> **Aim of the exercise**:
Rewrite the records starting at the first one and ending at the line that contains "<point>976,599</point>", changing "black roof eave" to "dark roof eave" and leaving everything else the same.

— start Given information —

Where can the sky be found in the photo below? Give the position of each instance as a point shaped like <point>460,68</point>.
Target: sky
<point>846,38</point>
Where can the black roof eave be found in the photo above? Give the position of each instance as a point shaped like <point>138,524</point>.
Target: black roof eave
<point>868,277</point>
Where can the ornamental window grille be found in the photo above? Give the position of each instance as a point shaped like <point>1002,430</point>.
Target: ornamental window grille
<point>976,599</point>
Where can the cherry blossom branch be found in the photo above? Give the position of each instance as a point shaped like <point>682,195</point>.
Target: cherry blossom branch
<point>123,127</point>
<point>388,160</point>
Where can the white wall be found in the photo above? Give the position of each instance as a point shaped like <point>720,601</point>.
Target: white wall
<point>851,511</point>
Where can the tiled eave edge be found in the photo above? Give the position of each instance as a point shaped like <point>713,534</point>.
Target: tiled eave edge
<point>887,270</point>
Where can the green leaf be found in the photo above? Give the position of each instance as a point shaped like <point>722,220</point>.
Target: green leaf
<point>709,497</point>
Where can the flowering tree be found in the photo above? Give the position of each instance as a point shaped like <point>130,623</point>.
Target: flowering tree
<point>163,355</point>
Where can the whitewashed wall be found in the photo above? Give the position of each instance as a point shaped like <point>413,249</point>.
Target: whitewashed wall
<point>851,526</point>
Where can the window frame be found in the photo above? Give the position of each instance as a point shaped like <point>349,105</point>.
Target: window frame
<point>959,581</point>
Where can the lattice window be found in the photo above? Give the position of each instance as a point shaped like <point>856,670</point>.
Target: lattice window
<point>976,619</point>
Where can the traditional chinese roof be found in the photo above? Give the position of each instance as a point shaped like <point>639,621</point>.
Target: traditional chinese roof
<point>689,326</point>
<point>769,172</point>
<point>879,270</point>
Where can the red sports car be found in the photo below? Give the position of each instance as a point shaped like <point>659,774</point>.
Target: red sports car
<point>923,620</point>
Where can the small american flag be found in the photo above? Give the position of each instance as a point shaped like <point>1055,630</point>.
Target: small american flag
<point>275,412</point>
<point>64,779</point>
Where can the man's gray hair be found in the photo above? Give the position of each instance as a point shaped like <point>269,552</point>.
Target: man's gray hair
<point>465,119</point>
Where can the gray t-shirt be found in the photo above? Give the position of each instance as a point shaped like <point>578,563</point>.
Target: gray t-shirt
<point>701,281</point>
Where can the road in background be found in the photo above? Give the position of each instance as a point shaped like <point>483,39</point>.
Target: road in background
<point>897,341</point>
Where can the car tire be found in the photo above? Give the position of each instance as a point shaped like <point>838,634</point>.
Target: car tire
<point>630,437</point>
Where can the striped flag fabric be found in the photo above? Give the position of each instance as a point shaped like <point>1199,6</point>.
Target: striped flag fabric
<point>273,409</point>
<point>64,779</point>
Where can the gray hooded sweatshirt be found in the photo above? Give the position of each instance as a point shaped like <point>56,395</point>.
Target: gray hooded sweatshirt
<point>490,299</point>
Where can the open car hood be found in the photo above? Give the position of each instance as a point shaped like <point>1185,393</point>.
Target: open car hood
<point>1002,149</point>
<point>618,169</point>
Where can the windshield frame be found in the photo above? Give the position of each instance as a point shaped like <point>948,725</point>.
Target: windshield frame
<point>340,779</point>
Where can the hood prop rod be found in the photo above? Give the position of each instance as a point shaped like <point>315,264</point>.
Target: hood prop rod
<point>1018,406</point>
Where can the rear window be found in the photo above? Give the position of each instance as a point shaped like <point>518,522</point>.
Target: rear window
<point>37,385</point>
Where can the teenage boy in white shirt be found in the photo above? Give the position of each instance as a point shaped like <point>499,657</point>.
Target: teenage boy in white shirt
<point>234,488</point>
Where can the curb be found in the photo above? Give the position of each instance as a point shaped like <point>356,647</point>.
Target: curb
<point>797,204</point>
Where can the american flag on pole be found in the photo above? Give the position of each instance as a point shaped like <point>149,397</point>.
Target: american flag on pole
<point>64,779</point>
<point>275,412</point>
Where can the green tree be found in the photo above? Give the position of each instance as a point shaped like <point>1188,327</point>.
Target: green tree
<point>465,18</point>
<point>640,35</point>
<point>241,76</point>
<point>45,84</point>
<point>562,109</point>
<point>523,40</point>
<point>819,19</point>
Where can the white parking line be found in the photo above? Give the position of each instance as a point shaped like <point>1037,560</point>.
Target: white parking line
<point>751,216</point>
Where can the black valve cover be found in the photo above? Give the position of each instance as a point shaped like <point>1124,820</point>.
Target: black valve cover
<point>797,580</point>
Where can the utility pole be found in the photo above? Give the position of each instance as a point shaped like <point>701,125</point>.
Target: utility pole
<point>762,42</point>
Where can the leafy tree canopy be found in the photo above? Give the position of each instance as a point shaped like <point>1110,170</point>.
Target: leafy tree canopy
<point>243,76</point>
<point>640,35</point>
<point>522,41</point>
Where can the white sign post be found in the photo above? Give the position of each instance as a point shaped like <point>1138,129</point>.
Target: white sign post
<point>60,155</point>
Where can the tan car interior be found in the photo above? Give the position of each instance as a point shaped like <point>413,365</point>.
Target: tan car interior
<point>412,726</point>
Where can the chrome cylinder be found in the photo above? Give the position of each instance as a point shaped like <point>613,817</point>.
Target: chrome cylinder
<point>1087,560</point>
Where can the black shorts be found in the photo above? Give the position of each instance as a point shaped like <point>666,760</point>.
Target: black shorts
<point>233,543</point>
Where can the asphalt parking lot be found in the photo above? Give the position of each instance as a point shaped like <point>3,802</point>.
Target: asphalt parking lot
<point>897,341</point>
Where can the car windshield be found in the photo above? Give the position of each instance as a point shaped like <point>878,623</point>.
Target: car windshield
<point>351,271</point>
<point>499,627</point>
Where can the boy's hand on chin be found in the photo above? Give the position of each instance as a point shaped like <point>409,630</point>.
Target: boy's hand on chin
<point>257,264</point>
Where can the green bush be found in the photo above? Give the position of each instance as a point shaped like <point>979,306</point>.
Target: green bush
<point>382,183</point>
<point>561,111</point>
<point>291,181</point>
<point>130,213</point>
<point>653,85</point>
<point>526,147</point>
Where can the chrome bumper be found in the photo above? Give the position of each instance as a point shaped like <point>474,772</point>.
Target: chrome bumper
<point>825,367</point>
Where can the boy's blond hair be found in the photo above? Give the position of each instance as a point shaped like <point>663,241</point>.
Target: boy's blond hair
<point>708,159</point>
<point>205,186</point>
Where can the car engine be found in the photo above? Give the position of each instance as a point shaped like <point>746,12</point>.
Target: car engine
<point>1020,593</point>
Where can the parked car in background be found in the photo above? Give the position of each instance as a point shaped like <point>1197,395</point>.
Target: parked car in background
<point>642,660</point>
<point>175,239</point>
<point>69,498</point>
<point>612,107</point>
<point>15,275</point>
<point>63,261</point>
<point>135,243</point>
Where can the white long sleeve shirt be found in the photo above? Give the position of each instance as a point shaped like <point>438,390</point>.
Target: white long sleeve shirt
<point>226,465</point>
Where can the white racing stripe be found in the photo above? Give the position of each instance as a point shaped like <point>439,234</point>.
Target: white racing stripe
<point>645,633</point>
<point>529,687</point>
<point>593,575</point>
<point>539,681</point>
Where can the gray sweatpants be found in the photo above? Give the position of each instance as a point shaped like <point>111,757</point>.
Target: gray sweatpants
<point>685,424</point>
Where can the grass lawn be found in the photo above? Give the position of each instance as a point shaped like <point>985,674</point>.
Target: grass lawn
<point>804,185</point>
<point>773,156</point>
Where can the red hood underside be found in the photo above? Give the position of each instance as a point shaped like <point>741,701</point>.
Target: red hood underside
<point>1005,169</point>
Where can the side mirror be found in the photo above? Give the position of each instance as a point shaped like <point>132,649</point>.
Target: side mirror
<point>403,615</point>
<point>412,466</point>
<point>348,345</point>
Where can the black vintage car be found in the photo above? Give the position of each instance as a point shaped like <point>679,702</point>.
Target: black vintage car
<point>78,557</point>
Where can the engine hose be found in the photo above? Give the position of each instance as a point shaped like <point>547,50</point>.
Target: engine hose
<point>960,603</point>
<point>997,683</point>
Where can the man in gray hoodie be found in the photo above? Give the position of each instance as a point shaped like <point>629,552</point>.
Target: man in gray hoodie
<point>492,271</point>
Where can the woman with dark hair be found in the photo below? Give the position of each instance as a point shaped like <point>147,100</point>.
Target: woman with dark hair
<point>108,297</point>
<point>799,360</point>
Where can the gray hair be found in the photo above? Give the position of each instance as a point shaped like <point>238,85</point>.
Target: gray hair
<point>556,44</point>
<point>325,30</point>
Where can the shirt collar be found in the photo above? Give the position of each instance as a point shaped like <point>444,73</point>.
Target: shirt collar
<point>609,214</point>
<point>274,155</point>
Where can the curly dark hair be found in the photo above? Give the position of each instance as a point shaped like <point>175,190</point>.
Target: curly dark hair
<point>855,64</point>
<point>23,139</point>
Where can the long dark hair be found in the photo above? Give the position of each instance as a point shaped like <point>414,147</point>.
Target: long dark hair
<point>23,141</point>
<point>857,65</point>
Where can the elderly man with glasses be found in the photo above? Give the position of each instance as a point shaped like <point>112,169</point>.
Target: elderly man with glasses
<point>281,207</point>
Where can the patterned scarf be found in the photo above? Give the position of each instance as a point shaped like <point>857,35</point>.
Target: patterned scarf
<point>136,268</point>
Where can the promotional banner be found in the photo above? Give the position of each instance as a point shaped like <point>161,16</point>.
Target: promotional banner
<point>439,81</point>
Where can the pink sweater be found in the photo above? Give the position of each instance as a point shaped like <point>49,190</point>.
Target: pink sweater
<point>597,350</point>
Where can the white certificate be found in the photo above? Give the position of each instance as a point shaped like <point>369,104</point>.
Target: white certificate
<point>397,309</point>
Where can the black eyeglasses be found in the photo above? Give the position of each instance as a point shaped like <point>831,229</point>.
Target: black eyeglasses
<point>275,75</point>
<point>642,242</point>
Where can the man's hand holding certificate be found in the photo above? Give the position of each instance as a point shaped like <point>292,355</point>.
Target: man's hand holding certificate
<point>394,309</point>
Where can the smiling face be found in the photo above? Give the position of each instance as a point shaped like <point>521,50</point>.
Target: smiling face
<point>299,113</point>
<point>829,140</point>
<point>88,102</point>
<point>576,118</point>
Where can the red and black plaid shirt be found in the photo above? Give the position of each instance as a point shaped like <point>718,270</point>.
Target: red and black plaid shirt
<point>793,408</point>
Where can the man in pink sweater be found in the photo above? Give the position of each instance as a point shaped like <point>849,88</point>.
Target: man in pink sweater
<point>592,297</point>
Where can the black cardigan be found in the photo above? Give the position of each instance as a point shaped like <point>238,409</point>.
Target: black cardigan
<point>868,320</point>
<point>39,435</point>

— end Given information —

> **Response to this task**:
Where can the sky be found in the photo below? Give the position of each instance as a point shaped like <point>460,68</point>.
Target: sky
<point>846,38</point>
Where can the dark roof eave be found in the photo above? Give the position of each instance as a point shaped like <point>138,524</point>.
Target: dark roof eave
<point>868,277</point>
Where can the ornamental window grille be found in the photo above? Give the position of each instance as a point shaped like <point>1002,430</point>.
Target: ornamental window grille
<point>976,599</point>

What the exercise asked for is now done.